Data entries
** START **

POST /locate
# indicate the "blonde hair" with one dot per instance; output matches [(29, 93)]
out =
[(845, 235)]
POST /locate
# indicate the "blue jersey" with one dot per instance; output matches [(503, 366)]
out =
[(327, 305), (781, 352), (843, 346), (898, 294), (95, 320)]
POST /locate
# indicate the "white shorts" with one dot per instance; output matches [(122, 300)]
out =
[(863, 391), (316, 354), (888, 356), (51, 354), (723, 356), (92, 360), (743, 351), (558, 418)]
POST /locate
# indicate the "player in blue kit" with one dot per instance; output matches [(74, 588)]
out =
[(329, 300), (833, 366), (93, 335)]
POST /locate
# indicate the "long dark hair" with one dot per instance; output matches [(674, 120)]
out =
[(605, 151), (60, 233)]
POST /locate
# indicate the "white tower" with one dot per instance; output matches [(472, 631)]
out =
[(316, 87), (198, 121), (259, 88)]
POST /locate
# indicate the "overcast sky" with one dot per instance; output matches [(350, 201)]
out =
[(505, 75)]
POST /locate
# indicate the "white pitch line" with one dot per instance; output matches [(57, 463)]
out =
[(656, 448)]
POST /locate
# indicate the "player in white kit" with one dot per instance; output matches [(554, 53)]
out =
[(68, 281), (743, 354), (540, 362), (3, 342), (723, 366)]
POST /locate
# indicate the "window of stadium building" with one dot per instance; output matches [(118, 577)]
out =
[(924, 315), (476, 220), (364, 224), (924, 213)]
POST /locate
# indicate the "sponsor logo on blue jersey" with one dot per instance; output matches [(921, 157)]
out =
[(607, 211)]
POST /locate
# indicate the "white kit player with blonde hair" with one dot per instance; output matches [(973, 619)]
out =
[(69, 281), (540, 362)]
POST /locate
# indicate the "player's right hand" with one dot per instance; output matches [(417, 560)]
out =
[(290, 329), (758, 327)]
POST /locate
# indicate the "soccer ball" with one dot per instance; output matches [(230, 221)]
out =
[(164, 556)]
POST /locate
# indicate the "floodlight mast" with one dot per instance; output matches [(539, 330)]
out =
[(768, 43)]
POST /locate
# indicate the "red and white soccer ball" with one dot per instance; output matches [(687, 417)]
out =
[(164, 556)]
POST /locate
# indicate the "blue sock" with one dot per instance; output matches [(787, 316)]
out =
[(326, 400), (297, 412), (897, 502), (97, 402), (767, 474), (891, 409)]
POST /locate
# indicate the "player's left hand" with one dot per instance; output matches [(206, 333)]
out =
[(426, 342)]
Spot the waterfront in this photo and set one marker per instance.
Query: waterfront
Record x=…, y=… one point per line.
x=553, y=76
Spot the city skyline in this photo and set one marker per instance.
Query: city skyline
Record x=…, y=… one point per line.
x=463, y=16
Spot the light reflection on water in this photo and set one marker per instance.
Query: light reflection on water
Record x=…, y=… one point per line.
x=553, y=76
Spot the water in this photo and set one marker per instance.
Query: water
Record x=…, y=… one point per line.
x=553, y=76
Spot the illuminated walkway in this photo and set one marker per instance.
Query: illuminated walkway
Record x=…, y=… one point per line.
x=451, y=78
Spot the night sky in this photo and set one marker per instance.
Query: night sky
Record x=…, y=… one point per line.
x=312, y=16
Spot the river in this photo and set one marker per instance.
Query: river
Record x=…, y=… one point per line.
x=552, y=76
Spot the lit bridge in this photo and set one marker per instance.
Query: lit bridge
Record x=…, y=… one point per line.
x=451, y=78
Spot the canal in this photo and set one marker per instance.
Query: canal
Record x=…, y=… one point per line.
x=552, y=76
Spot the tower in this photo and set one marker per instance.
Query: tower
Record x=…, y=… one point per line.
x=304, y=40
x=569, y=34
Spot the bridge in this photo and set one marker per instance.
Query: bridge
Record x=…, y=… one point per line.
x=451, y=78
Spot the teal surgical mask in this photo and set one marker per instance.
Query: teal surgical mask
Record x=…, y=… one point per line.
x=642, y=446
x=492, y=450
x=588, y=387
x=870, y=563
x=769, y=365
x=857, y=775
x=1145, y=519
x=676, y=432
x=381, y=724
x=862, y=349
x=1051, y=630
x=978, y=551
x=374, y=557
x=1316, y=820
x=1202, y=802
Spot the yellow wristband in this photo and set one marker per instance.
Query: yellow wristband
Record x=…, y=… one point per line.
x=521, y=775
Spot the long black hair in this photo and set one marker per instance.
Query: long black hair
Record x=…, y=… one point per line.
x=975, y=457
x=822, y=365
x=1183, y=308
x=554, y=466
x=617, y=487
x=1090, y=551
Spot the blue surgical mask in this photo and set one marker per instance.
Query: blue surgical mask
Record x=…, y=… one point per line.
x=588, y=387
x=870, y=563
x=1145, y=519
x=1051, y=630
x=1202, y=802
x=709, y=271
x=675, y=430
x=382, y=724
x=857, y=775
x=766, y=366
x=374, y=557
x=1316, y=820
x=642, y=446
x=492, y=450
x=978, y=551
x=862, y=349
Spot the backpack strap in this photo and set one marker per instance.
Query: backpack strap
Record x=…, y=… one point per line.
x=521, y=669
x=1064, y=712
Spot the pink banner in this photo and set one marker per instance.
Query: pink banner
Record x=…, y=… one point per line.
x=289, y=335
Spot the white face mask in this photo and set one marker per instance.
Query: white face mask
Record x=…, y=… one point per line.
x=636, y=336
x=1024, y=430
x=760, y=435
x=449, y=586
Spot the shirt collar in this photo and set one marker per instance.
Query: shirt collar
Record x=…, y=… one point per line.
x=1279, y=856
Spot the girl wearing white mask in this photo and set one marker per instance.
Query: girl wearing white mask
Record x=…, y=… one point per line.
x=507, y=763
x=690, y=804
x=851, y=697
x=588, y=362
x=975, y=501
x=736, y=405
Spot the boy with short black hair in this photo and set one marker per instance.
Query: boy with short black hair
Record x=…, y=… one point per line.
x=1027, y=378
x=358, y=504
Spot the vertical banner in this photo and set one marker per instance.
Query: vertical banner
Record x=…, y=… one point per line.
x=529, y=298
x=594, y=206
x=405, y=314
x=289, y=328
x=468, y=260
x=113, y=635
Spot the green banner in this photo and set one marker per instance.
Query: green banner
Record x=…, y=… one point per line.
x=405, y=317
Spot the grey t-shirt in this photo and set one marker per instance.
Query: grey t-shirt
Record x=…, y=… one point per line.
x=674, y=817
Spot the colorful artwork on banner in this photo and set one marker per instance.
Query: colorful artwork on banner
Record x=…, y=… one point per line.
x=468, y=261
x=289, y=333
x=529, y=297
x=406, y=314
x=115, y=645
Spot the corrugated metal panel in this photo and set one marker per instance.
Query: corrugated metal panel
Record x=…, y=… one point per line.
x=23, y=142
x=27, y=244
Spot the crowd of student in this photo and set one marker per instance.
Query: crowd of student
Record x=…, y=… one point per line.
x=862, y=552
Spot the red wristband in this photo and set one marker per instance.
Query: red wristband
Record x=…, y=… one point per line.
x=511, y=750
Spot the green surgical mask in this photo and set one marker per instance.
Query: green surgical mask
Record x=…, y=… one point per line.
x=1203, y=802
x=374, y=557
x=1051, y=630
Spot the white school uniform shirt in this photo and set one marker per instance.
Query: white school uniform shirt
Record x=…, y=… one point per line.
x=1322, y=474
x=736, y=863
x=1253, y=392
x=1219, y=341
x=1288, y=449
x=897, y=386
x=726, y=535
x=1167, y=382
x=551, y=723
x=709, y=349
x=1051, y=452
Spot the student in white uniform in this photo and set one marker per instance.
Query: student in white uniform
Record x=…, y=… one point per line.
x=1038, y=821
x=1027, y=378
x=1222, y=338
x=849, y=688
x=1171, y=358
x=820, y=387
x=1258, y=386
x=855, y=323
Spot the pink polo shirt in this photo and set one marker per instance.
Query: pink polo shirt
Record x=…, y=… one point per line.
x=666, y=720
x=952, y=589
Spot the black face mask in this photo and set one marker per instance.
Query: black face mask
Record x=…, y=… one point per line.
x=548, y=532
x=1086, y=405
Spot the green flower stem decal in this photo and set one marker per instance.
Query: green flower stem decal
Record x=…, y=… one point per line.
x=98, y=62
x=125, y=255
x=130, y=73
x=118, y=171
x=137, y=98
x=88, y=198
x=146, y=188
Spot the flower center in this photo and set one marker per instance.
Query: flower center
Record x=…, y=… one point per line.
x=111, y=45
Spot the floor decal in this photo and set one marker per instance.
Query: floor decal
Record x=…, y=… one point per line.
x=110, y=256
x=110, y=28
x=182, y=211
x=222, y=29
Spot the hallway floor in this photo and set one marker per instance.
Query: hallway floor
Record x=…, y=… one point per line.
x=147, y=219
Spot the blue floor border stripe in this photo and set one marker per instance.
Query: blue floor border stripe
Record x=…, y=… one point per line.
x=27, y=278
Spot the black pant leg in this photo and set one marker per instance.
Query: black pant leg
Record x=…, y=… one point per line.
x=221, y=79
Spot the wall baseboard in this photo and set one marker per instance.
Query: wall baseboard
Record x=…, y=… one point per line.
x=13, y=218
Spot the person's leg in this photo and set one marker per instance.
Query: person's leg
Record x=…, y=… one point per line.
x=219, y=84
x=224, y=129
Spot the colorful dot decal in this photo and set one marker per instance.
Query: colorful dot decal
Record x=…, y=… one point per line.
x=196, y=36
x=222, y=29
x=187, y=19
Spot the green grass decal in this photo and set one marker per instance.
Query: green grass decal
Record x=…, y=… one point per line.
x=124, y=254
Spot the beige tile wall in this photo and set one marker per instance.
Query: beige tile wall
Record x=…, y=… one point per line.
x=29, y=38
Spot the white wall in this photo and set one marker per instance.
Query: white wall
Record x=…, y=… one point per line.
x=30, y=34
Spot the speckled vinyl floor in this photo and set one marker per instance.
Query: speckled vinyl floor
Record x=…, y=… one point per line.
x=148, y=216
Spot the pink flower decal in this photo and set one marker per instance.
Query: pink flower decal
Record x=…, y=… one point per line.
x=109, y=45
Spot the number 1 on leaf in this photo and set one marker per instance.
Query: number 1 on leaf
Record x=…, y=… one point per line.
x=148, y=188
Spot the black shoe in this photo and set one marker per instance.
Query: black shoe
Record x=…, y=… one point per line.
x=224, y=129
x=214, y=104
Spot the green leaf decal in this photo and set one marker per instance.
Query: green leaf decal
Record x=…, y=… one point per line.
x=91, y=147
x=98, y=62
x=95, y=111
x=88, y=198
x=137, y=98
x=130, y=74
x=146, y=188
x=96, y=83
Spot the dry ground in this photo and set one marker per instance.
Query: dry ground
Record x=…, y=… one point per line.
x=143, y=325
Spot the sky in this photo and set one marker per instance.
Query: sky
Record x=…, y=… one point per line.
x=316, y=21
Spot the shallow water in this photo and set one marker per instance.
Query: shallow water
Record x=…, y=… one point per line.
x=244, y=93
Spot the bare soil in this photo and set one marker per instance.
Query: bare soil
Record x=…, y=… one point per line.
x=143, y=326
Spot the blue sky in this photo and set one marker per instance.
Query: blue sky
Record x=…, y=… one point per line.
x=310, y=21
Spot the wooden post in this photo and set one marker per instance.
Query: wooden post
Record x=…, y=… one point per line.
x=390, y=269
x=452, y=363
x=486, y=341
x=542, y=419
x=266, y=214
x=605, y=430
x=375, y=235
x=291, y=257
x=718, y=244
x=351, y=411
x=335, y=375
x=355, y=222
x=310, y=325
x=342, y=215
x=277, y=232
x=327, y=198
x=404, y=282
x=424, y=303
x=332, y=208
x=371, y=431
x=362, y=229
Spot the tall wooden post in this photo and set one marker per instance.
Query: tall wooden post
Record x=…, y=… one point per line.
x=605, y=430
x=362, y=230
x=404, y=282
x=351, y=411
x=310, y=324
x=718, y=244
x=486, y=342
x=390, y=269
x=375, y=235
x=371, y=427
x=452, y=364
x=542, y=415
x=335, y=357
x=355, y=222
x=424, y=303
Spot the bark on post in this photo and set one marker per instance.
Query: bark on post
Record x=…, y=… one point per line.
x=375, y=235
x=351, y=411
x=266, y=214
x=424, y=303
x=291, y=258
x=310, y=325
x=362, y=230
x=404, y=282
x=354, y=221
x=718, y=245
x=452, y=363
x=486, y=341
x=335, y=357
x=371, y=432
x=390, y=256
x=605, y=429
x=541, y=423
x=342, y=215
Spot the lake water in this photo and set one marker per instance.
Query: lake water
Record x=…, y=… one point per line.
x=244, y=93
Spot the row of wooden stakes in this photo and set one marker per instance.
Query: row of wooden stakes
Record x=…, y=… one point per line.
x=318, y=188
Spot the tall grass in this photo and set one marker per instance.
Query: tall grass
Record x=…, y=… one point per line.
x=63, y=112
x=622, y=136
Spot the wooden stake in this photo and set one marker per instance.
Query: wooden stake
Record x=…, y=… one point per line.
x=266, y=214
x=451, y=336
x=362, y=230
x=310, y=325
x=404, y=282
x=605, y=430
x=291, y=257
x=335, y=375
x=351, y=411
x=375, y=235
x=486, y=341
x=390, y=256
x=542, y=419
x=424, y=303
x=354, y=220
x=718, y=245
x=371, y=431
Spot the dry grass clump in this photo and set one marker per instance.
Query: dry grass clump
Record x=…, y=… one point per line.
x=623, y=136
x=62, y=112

** END **

- INSTRUCTIONS FOR THE TASK -
The line containing "Spot the wooden post" marks the start; retype it and each line after it through the end of the records above, exactly.

- THE RESULT -
Spot the wooden post in this photo and set one marker per instance.
Query: wooden post
Record x=…, y=… one point per line.
x=390, y=269
x=452, y=363
x=486, y=341
x=542, y=419
x=266, y=214
x=605, y=430
x=375, y=235
x=291, y=257
x=718, y=244
x=351, y=411
x=335, y=375
x=355, y=222
x=310, y=325
x=342, y=215
x=277, y=232
x=327, y=198
x=404, y=282
x=424, y=303
x=332, y=208
x=371, y=431
x=362, y=229
Spot the tall wooden post in this photo and set one marker per instance.
Query: tall wooden post
Record x=…, y=… one point per line.
x=605, y=430
x=362, y=230
x=404, y=282
x=351, y=411
x=310, y=324
x=718, y=244
x=486, y=342
x=390, y=269
x=375, y=235
x=371, y=427
x=452, y=364
x=542, y=415
x=335, y=357
x=355, y=222
x=424, y=303
Spot the bark on post in this photo and set one marker per instance.
Query: bark on post
Record x=…, y=… one point per line.
x=375, y=235
x=351, y=411
x=266, y=214
x=424, y=303
x=291, y=258
x=310, y=325
x=362, y=230
x=404, y=282
x=354, y=221
x=718, y=245
x=452, y=363
x=486, y=341
x=335, y=357
x=371, y=432
x=390, y=256
x=605, y=429
x=541, y=423
x=342, y=215
Spot the lake water in this photo and set one marker per instance.
Query: lake water
Record x=…, y=… one point per line.
x=244, y=93
Spot the row of wooden stakes in this photo and set one marker per instance.
Query: row of wooden stakes
Record x=…, y=… one point per line.
x=318, y=188
Spot the tall grass in this photo and set one marker per instance.
Query: tall grass
Record x=…, y=… one point per line.
x=63, y=112
x=622, y=136
Spot the wooden stake in this photo and set one marker per instance.
Query: wooden stake
Record x=…, y=… one point per line.
x=266, y=214
x=451, y=336
x=362, y=230
x=310, y=325
x=404, y=282
x=605, y=430
x=291, y=257
x=335, y=375
x=351, y=411
x=375, y=235
x=486, y=341
x=390, y=256
x=542, y=419
x=424, y=303
x=354, y=220
x=718, y=245
x=371, y=431
Spot the dry grass clump in this photo and set one marker per instance.
Query: dry grass clump
Record x=…, y=… one point per line.
x=623, y=136
x=62, y=112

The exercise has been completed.